_What needs to be done_
From the listing below, keep only the lines that contain the word "orange" and copy each one.

_Supplied material_
↓
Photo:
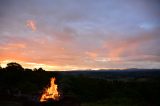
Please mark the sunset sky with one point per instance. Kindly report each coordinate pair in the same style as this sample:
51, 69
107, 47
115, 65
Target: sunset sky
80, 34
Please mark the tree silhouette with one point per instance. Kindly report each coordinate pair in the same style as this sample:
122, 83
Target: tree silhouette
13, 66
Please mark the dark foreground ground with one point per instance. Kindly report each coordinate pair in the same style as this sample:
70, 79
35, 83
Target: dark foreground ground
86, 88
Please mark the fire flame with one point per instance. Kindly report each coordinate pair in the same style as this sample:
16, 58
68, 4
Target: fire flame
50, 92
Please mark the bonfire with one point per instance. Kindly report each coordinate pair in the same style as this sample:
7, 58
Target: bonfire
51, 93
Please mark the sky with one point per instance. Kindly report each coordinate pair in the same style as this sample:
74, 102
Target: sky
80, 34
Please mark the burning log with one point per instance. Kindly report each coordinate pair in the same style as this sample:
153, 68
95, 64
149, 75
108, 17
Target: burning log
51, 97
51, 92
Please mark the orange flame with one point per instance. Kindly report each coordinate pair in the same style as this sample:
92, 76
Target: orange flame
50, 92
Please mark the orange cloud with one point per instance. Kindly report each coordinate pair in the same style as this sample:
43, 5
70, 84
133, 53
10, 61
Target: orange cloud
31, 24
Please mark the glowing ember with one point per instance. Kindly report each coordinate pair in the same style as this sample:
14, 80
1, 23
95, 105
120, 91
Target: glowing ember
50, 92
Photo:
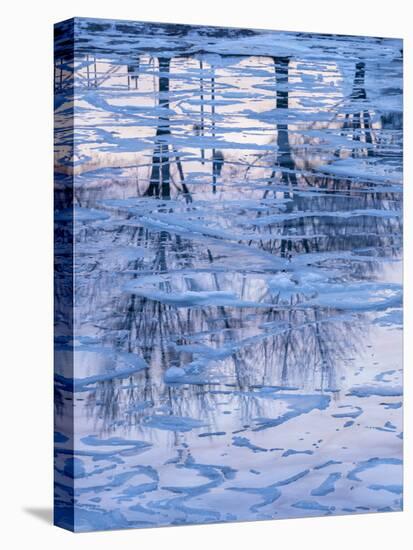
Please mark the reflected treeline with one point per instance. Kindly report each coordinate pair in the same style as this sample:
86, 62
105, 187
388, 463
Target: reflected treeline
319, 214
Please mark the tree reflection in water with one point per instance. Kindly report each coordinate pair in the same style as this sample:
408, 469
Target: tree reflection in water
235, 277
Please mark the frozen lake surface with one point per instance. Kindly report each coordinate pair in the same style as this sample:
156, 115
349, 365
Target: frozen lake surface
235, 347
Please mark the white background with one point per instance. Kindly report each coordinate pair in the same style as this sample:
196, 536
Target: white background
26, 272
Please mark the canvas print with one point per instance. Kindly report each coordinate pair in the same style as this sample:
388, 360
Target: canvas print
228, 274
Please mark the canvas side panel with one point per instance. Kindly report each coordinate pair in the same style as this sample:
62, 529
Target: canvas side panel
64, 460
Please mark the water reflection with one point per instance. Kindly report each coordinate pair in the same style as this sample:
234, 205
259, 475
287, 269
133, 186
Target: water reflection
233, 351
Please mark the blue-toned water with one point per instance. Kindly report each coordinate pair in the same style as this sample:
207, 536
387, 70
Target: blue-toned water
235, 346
↑
↓
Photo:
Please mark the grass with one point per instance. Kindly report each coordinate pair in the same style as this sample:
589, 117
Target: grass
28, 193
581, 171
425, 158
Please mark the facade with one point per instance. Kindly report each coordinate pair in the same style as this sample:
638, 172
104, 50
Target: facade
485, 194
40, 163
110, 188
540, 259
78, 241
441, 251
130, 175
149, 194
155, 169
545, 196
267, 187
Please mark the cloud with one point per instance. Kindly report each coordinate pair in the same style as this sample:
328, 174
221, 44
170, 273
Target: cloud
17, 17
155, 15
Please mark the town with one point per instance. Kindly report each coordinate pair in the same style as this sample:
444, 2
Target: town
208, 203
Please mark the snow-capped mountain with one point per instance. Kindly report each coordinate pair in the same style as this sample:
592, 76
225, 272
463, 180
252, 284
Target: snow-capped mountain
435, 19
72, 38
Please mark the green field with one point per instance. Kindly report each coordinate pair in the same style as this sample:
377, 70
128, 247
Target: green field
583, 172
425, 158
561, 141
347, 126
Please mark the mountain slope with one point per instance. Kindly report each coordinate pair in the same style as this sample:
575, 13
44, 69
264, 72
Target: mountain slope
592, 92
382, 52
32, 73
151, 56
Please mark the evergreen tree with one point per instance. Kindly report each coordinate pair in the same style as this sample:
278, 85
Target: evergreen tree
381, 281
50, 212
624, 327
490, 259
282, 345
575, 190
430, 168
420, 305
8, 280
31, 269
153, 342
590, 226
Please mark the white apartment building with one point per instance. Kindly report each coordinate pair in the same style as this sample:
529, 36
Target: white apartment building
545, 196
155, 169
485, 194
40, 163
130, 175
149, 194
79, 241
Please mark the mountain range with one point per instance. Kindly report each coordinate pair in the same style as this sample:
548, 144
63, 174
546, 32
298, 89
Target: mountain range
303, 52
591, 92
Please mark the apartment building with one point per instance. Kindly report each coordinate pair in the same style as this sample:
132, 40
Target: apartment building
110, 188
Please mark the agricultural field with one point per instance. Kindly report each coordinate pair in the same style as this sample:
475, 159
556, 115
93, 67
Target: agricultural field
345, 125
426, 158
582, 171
↑
↓
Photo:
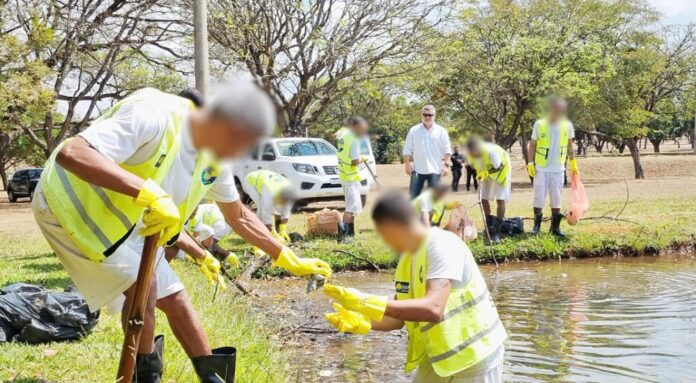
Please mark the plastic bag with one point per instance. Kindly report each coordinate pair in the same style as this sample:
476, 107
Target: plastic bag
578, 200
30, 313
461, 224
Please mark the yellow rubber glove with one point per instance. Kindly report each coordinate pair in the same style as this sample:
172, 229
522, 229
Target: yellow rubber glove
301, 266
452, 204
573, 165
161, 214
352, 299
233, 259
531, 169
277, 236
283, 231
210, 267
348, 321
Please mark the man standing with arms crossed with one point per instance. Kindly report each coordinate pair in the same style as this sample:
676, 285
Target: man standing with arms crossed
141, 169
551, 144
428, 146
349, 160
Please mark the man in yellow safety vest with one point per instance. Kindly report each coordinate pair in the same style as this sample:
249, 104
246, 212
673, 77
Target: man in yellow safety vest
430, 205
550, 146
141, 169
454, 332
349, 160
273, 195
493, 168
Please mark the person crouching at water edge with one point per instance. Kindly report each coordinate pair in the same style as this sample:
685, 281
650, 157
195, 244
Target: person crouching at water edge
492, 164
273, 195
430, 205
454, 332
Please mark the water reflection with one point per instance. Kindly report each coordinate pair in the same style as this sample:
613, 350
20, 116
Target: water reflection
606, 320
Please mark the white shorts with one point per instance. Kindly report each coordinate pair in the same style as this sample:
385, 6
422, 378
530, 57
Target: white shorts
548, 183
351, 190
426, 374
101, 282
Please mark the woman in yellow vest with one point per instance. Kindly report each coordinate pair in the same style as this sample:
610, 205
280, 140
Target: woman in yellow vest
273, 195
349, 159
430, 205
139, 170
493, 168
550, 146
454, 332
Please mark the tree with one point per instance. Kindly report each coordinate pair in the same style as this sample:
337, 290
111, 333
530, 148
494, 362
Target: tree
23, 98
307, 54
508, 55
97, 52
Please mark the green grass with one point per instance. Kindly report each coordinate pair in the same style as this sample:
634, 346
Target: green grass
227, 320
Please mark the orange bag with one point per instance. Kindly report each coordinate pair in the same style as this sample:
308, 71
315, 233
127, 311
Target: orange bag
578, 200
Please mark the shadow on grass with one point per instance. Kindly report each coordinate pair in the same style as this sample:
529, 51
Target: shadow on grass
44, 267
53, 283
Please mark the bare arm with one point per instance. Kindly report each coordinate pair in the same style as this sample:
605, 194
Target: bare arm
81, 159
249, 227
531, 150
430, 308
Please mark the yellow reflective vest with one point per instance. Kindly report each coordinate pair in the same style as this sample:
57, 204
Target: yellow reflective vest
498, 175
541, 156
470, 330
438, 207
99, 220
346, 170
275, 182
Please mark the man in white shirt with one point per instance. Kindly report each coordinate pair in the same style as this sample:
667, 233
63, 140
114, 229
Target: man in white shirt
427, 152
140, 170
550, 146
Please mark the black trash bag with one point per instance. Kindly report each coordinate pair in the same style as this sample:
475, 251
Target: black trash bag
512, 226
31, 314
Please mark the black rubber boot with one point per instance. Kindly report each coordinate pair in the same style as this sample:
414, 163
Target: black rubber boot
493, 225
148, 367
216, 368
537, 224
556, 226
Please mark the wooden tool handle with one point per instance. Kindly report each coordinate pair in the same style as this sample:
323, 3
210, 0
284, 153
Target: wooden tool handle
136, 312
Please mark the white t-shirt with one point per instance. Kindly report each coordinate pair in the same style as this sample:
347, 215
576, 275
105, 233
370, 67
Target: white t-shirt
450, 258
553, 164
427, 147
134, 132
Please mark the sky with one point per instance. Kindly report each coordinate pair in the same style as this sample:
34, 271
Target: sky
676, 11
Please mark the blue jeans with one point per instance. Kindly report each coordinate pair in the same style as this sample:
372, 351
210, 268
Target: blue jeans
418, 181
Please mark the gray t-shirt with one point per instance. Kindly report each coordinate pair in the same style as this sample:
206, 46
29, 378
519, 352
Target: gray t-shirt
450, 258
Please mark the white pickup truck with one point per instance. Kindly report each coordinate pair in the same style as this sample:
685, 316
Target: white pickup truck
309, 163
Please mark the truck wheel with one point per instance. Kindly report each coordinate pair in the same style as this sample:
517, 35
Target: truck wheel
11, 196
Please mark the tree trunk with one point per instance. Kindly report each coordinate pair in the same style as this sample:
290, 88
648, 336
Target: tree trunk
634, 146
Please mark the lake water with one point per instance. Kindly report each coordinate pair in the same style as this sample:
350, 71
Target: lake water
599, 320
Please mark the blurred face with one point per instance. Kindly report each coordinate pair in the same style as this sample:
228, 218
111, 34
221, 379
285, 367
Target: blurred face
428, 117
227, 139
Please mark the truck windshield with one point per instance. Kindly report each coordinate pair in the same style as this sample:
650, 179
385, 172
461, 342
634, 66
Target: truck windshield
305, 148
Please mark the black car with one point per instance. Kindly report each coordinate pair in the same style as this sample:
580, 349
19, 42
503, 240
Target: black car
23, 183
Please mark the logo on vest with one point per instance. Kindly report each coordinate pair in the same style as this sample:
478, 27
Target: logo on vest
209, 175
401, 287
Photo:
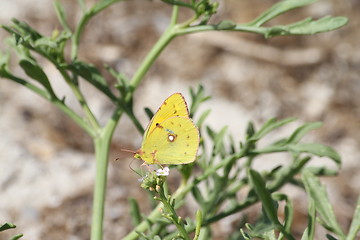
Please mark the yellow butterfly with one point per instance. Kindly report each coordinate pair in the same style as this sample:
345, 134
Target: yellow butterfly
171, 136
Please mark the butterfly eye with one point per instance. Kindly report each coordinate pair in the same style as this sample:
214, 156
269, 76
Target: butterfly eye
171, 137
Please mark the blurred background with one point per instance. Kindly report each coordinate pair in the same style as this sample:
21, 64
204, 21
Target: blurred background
↑
_Written solution_
Please mark the orange flame with one point per instance. Kindly report each coordinate pair in the same style as this sample:
Target: orange flame
Please mark the orange cloud with one point per instance. Kindly report each coordinate pair in the same style as this sample:
Target: orange cloud
Please mark the orange bag with one point per instance. Kindly report each coordinate pair in the same style as this sample:
Target: orange bag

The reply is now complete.